**Given task:** Put each line of the entries below into a Markdown table with the columns "Row" and "Line", numbering the rows and skipping blank lines. Leave the pictures out.

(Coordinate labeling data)
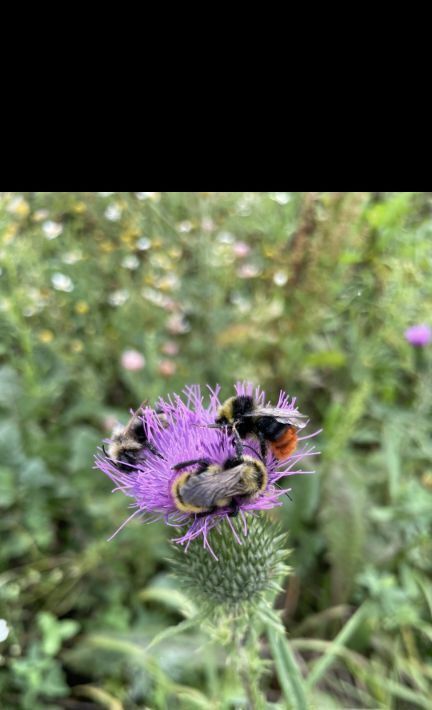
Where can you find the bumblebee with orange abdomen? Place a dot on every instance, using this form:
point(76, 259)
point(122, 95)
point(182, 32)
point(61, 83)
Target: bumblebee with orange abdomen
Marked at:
point(273, 426)
point(209, 486)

**Solution:**
| Row | Line |
|---|---|
| 1 | Where can you find the bumblebee with orange abdomen? Place a dot on every instance, using this form: |
| 2 | point(76, 259) |
| 3 | point(122, 95) |
| 4 | point(182, 32) |
| 5 | point(61, 83) |
| 6 | Target: bumblebee with orange abdomen |
| 7 | Marked at: |
| 8 | point(273, 426) |
| 9 | point(209, 486) |